#### THE RECORDS:
━━━

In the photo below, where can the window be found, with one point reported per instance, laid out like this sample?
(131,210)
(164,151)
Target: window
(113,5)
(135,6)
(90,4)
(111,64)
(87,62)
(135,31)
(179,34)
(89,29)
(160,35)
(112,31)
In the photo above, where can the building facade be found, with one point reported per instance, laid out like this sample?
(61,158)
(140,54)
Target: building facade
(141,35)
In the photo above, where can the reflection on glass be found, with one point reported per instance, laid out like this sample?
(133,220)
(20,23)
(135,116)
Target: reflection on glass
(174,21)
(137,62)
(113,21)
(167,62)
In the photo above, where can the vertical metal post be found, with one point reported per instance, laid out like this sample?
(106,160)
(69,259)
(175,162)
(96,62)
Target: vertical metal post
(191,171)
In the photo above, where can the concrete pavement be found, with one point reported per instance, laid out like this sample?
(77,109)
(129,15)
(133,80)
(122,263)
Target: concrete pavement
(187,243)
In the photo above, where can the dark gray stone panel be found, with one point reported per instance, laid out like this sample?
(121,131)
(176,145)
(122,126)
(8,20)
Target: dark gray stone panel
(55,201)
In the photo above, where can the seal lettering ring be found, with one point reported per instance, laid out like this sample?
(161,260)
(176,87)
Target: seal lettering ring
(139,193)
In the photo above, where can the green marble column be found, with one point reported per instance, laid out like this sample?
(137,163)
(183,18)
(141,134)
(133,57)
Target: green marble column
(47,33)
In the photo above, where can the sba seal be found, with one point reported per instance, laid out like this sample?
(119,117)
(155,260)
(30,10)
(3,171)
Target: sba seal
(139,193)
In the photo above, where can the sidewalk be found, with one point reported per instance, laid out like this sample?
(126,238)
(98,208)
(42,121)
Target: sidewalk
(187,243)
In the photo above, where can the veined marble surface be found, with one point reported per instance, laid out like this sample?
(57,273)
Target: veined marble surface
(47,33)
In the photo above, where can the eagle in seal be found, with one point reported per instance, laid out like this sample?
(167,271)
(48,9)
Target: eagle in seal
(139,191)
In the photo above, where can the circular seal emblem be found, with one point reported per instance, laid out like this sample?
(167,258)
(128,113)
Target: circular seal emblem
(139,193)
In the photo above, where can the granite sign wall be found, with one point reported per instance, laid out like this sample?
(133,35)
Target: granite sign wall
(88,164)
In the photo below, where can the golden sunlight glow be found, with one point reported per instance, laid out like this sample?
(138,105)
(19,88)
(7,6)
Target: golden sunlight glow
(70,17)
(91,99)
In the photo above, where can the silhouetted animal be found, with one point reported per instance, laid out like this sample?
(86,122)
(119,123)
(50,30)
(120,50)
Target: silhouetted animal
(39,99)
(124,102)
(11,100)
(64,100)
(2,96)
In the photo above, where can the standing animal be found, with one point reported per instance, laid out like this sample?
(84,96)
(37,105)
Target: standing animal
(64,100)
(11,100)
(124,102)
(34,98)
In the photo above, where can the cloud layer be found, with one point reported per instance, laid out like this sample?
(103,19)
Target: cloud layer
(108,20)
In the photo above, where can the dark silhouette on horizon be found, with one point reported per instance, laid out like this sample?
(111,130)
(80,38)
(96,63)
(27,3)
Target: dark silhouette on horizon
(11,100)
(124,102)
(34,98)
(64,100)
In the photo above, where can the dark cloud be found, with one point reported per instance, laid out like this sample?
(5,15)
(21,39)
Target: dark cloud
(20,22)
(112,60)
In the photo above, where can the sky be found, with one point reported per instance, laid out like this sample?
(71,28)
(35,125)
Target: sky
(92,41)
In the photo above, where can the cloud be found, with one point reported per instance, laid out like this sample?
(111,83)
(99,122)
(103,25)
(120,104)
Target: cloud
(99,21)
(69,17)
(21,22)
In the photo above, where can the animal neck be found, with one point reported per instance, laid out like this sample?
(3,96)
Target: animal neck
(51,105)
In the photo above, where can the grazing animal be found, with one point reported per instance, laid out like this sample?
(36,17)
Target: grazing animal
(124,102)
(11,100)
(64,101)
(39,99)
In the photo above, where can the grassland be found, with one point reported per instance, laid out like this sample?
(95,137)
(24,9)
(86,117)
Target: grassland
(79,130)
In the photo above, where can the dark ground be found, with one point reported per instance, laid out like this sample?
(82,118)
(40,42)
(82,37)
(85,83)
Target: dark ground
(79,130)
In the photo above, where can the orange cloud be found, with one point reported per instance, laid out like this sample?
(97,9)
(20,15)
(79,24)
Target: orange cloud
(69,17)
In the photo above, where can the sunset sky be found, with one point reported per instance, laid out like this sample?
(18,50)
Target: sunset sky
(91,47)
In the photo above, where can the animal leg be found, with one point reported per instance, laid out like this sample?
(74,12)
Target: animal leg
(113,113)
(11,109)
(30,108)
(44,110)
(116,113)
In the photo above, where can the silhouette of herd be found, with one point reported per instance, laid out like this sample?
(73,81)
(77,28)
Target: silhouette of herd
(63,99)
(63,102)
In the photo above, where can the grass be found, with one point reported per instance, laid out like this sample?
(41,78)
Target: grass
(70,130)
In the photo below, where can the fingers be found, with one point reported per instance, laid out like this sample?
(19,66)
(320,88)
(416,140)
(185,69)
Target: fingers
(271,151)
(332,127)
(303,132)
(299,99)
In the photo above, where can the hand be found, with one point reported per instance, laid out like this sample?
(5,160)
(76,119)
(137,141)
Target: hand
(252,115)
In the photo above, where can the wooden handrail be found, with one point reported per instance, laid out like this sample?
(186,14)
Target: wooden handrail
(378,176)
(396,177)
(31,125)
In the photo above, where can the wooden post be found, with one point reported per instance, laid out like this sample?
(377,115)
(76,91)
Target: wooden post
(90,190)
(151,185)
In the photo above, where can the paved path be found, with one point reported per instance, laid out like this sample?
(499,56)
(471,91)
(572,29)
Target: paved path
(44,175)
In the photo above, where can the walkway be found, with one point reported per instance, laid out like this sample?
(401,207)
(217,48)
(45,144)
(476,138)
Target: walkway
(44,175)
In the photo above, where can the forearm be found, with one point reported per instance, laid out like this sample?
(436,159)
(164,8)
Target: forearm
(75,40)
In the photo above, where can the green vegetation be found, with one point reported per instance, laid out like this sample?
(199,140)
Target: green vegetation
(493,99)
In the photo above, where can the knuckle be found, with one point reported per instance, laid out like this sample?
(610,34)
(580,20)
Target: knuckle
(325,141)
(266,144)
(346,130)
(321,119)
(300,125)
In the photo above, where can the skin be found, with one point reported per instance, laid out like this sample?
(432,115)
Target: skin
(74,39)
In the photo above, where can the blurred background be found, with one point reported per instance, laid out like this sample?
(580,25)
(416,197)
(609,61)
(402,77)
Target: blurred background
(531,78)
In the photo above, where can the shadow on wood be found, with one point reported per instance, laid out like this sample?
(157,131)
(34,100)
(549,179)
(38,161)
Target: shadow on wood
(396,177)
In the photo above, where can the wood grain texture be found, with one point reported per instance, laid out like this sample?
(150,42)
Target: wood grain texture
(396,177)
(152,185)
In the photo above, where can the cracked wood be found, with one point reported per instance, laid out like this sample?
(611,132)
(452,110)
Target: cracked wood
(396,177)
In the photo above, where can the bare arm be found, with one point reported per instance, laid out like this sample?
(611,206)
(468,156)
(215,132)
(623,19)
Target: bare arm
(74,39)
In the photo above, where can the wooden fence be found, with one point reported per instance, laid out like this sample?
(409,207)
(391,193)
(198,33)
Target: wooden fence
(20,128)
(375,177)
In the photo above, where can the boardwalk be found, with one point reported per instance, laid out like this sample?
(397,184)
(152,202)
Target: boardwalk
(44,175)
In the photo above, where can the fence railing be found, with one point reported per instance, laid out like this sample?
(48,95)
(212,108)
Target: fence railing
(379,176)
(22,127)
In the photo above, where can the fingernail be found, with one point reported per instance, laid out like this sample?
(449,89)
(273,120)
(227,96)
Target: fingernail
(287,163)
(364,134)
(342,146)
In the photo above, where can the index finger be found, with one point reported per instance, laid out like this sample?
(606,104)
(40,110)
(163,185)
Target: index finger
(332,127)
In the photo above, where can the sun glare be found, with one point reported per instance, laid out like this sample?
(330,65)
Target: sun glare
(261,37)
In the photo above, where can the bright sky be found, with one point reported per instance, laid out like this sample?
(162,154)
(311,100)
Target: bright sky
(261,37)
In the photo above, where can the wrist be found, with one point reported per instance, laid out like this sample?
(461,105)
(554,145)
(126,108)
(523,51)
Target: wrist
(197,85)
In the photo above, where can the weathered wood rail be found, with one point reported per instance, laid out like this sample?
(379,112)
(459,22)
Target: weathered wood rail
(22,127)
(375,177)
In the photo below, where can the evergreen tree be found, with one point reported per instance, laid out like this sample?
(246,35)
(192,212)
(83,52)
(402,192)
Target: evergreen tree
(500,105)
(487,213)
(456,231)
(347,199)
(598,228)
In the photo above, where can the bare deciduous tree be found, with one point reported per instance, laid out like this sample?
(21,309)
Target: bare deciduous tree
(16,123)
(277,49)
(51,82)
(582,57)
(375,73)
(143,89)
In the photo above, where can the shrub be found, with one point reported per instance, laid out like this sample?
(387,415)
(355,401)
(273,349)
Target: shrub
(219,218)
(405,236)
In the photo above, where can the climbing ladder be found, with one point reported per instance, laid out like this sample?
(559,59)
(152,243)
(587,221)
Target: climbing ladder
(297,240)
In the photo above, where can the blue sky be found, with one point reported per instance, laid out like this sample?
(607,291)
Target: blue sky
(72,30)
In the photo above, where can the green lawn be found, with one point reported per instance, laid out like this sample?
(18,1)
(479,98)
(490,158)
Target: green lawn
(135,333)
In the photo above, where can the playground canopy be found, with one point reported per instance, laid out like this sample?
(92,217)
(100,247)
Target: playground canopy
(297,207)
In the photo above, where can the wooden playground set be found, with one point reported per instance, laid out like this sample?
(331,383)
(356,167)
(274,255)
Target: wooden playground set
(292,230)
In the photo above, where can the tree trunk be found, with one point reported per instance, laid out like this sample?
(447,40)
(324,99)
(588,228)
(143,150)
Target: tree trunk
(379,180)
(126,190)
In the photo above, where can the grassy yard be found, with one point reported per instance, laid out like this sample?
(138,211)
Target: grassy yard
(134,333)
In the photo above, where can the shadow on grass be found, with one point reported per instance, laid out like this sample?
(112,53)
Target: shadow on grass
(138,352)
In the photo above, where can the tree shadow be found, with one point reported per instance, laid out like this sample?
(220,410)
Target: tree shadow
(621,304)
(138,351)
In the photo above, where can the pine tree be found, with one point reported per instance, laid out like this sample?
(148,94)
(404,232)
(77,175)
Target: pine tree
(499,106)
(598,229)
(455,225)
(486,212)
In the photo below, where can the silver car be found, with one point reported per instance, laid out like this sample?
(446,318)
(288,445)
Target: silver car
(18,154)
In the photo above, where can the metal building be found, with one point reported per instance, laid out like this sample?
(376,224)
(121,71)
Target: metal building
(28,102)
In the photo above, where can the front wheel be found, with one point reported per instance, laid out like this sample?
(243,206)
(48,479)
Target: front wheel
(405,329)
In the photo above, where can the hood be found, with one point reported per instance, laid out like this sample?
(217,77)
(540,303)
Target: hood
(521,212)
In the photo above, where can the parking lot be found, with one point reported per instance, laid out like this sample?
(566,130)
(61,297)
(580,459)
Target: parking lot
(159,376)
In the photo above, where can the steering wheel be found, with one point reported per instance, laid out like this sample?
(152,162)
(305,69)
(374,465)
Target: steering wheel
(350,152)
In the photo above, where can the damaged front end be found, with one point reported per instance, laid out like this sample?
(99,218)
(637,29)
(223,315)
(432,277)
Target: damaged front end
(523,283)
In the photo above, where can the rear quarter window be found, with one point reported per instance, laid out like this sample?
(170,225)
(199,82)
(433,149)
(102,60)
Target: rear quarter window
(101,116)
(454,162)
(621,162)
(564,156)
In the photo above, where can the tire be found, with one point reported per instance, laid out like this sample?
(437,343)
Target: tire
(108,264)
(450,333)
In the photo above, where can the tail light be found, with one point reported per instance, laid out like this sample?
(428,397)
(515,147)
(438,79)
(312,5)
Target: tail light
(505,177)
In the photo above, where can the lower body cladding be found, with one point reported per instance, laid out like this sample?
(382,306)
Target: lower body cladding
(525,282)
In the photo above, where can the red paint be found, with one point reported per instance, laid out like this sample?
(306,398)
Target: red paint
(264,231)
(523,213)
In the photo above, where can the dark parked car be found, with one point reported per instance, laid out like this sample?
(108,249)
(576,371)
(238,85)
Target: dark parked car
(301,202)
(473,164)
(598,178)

━━━

#### EXERCISE BRIEF:
Only lines holding the word "below" are wanted; copy each one from the listing.

#### OUTPUT FOR THIS TASK:
In the photo below, where can the window be found, with one point reported per instance, laid out like this sample?
In the photo below, where can the golden sunlight glow be found, with one point reported per instance, laid out like this sample?
In the photo below, where can the fingers be found, with one point reported per instance, laid out like this sample?
In the photo below, where can the evergreen tree be found, with one point reported per instance, laid out like this sample?
In the photo below, where can the silver car be found, with one point reported per instance, laid out like this sample?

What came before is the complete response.